» **What the task requires**: Rescale the records below from the line with "nose shown in the photo above." up to and including the last line of the records. Reproduce only those lines, requests included, with every coordinate in the answers multiplied by 2.5 and rounded to a whole number, halves rounded up.

» **Provided data**:
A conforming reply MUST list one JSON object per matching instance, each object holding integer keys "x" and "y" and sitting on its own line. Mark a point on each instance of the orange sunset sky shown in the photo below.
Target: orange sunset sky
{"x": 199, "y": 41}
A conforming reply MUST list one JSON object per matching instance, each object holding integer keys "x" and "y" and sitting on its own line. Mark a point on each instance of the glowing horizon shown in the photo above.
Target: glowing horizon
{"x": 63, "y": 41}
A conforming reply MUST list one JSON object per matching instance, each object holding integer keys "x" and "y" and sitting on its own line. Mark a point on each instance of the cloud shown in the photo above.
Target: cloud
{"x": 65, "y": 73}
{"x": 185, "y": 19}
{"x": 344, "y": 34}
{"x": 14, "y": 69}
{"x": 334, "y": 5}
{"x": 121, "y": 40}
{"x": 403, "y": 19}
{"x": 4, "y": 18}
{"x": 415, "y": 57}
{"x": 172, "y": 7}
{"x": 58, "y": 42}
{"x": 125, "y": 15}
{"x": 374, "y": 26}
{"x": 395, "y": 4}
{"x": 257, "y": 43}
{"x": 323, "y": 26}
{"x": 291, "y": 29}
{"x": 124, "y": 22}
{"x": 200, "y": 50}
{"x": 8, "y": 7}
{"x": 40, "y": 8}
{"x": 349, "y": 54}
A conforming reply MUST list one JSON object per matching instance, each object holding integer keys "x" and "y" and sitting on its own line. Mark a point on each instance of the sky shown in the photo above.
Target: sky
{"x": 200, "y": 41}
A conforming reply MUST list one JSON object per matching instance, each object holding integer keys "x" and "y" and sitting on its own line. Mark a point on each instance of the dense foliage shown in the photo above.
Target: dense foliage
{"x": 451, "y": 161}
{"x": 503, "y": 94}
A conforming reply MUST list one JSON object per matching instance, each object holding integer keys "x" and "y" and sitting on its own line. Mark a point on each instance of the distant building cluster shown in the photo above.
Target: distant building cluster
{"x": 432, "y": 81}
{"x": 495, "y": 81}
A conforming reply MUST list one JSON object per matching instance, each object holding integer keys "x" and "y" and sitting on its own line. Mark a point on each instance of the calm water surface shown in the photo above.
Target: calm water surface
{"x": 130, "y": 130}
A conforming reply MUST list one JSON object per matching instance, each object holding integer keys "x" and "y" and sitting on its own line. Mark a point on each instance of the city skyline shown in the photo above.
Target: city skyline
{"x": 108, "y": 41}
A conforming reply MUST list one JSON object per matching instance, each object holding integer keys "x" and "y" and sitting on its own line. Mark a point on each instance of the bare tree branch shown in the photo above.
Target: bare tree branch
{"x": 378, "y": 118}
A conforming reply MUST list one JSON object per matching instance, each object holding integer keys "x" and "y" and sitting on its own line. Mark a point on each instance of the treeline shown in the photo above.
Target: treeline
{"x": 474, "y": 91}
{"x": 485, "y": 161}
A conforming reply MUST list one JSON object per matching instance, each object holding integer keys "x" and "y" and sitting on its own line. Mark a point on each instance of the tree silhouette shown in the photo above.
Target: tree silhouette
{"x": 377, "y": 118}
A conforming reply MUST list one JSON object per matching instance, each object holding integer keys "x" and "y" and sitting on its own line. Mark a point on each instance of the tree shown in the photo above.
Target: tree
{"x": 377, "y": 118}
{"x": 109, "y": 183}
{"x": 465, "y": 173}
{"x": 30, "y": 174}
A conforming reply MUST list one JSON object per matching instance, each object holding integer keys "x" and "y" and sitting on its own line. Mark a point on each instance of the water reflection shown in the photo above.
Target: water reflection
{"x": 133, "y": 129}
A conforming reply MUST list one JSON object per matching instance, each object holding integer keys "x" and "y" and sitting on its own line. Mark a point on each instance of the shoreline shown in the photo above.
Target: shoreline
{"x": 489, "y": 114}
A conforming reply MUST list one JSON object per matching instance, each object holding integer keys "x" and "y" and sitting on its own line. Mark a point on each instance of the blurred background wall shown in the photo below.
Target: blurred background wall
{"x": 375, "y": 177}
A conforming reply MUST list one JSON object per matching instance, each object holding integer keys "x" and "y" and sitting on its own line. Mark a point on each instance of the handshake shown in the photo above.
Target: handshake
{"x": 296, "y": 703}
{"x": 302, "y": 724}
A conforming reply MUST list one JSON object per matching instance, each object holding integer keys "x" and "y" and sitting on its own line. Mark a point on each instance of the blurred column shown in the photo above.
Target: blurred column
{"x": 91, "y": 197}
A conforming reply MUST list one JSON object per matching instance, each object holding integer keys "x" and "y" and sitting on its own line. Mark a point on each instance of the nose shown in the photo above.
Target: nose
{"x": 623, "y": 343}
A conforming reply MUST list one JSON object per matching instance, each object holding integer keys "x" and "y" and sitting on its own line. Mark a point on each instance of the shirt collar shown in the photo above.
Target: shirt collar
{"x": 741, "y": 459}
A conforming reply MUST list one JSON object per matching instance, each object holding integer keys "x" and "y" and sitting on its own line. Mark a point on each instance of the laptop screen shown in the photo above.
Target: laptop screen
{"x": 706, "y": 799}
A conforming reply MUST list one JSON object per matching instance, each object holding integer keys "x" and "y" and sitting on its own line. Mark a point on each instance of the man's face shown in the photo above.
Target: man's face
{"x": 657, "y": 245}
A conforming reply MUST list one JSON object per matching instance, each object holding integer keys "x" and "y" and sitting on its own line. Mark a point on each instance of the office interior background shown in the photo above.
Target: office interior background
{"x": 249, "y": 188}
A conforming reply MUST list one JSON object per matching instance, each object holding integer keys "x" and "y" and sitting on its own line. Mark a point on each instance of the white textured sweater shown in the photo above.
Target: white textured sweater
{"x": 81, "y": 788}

» **Finished answer**:
A conforming reply MUST list one JSON object per matching instance, each object holding integer keys "x" and "y" and sitting on its own line. Mark a point on each instance of the nose shown in the photo above.
Target: nose
{"x": 1558, "y": 858}
A conforming reply MUST list one JSON object per matching instance, each object holding integer keys "x" and "y" and sitting on its own line. Mark a point on each instance of the shirt collar shown in the photo above.
Target: shirt collar
{"x": 1853, "y": 1148}
A conforming reply MUST list one JSON object per matching instance, each object holding integer keys "x" and "y" and sitting on its own line. Mark a point on each instance of the laptop screen shown in the photo above.
Target: laptop screen
{"x": 1765, "y": 1998}
A conforming reply MUST list one JSON object per matching instance, each object holding integer keys "x" and "y" and sitting on its own line. Mark a point on each instance of the man's face shown in the photo above.
Target: man's face
{"x": 1643, "y": 613}
A conforming reply MUST list one JSON object per matching instance, each object holding integer keys "x" and "y" and sitting on its own line. Mark a point on each instance of the office interior background shown in the photo above.
Target: office interior background
{"x": 623, "y": 470}
A conforming reply MUST list one JSON object per matching instance, each object holding integer keys "x" and "y" and sitting on its own line. Mark a point on each instance of the white textured sweater shown in the photo above.
Target: white textured sweater
{"x": 203, "y": 1970}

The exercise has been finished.